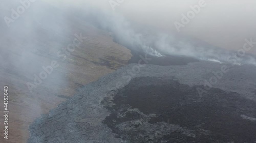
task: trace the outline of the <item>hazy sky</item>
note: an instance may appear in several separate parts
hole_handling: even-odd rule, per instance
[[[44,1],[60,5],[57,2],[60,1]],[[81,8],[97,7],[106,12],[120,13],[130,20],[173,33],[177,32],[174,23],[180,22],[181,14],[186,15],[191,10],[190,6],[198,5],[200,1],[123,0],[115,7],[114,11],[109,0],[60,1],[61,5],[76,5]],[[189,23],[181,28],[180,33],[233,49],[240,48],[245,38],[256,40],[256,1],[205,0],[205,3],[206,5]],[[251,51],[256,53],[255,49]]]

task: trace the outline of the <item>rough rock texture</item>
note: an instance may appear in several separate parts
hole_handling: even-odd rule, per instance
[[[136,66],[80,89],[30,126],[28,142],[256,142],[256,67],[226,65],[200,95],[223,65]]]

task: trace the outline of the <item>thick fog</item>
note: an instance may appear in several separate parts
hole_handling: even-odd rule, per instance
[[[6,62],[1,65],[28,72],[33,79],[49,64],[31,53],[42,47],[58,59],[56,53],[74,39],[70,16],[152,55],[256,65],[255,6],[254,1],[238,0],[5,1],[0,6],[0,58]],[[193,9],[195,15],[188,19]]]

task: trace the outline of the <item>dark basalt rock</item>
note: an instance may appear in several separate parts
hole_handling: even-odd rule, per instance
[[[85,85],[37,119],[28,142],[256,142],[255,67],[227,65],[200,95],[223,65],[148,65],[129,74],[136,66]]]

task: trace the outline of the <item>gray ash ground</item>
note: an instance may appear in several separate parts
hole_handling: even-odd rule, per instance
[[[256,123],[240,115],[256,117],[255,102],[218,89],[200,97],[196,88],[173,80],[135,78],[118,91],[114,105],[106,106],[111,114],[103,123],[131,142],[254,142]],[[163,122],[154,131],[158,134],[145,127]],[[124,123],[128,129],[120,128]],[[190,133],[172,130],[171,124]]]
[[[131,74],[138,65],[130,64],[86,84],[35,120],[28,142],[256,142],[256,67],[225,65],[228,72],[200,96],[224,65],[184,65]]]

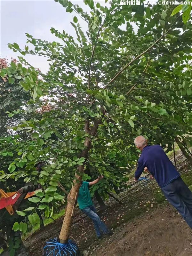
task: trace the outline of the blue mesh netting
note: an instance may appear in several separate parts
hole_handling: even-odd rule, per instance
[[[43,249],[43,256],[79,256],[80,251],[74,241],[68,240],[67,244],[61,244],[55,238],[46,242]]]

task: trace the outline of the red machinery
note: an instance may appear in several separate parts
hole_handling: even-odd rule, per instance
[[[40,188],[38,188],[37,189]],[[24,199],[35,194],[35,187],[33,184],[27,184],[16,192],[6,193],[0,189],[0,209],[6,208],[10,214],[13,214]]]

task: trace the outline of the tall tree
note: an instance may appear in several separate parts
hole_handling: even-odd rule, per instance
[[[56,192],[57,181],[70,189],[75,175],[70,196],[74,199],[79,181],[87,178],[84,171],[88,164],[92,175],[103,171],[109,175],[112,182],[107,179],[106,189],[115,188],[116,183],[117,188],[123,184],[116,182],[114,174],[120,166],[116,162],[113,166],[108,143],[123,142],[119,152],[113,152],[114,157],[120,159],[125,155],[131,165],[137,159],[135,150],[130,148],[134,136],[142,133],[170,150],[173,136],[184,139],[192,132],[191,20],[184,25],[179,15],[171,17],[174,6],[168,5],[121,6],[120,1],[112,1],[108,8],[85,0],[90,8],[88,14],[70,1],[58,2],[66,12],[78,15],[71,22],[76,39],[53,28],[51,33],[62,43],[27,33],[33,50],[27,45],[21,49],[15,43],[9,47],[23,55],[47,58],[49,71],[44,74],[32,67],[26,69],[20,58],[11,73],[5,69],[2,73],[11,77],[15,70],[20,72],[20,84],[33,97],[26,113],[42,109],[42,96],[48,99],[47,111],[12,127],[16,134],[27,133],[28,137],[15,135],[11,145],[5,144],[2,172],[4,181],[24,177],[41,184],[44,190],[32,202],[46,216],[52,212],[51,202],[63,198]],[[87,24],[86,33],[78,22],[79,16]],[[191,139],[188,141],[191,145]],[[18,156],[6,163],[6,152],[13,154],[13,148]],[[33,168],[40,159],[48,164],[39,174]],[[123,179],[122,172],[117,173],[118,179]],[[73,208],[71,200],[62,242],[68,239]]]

------------------------------------------------------------

■ WORK INSTRUCTIONS: Put every line of the rows above into a numbered list, skipping blank lines. Leave the pictures out of the list.

■ EXERCISE RESULT:
1. task: trace the outline of the <item>hazy sky</item>
2. note: an instance may appear in several separate parts
3. hole_handling: even-odd rule, per instance
4. [[[44,1],[60,5],[57,2],[60,1]],[[81,8],[97,7],[106,12],[120,13],[130,20],[173,33],[177,32],[174,23],[180,22],[181,14],[186,15],[191,10],[190,6],[198,5],[200,1],[123,0],[115,7],[114,11],[109,0],[60,1],[61,5],[76,5]],[[189,23],[181,28],[180,33],[233,49],[240,48],[245,38],[256,40],[256,1],[205,0],[205,3],[206,5]],[[251,51],[256,53],[255,49]]]
5. task: trace the outline of the <item>rough rock texture</item>
6. note: an instance may appear in several separate parts
7. hole_handling: even-odd rule, per instance
8. [[[136,66],[80,89],[30,126],[28,142],[256,142],[256,67],[226,65],[200,95],[223,65]]]
9. task: trace the outline of the <item>thick fog</item>
10. note: an instance may appear in several separate parts
11. hole_handling: even-odd rule, per instance
12. [[[6,62],[1,65],[28,72],[33,79],[49,64],[31,53],[42,47],[58,59],[56,53],[74,39],[70,16],[152,55],[256,65],[255,6],[254,1],[238,0],[5,1],[0,6],[0,58]],[[193,9],[195,15],[188,19]]]
13. task: trace the outline of the <item>dark basalt rock</item>
14. note: an instance may appear in several separate parts
15. hole_handling: even-odd rule, per instance
16. [[[85,85],[37,119],[28,142],[256,142],[255,67],[227,65],[200,95],[223,65],[148,65],[129,74],[136,66]]]
17. task: trace the outline of the <item>gray ash ground</item>
18. note: an instance may appear in several separate parts
19. hole_handling: even-odd rule, per instance
20. [[[256,123],[240,115],[256,117],[255,102],[218,89],[200,97],[196,88],[173,80],[135,78],[118,91],[114,105],[106,106],[111,114],[103,123],[131,142],[254,142]],[[163,122],[154,131],[158,134],[145,127]],[[124,123],[128,129],[120,128]],[[190,133],[172,130],[171,124]]]
21. [[[131,74],[138,65],[130,64],[86,84],[35,120],[28,142],[256,142],[256,67],[225,65],[228,72],[200,96],[224,65],[184,65]]]
22. task: trace the outline of the blue mesh netting
23. note: an instance may appear in several separate parts
24. hole_handling: even-odd rule, per instance
25. [[[43,249],[43,256],[79,256],[80,251],[74,241],[68,240],[67,244],[61,244],[55,238],[46,242]]]
26. task: trace the outline of the red machinery
27. note: an instance may appear in several separate parts
28. hole_handling: even-odd rule, per instance
29. [[[40,188],[38,188],[37,189]],[[24,199],[35,194],[35,187],[33,184],[27,184],[16,192],[6,193],[0,189],[0,209],[6,208],[10,214],[13,214]]]
30. task: trace the outline of the tall tree
31. note: an instance may appear in several separate parts
32. hole_handling: even-odd rule, per instance
33. [[[56,192],[57,181],[70,189],[75,175],[70,196],[74,199],[79,181],[87,178],[84,171],[88,164],[92,175],[103,171],[109,175],[112,182],[107,179],[106,189],[115,188],[116,183],[117,188],[123,184],[116,182],[114,174],[120,166],[116,162],[113,166],[108,143],[123,142],[119,152],[113,152],[114,157],[120,159],[125,155],[131,165],[137,159],[135,150],[130,148],[134,136],[142,133],[170,150],[173,136],[184,139],[192,132],[191,20],[184,25],[179,15],[171,17],[174,6],[168,5],[121,6],[120,1],[112,1],[108,8],[85,0],[90,8],[88,14],[70,1],[58,2],[66,12],[78,15],[71,22],[76,39],[53,28],[51,33],[62,43],[27,33],[33,50],[27,45],[21,49],[15,43],[9,47],[23,55],[47,58],[49,71],[44,74],[32,67],[26,69],[20,58],[11,73],[5,69],[2,73],[11,77],[15,70],[20,72],[20,84],[33,97],[26,113],[42,109],[42,96],[48,99],[47,111],[12,127],[16,134],[27,133],[28,137],[15,135],[11,145],[5,144],[2,172],[4,181],[24,177],[41,184],[44,190],[32,202],[46,216],[52,212],[51,202],[63,198]],[[87,24],[86,33],[78,22],[79,16]],[[191,139],[188,141],[191,145]],[[18,156],[6,163],[6,152],[13,154],[13,148]],[[33,168],[40,159],[48,164],[39,174]],[[123,179],[122,172],[117,173],[118,179]],[[73,208],[71,200],[62,242],[68,239]]]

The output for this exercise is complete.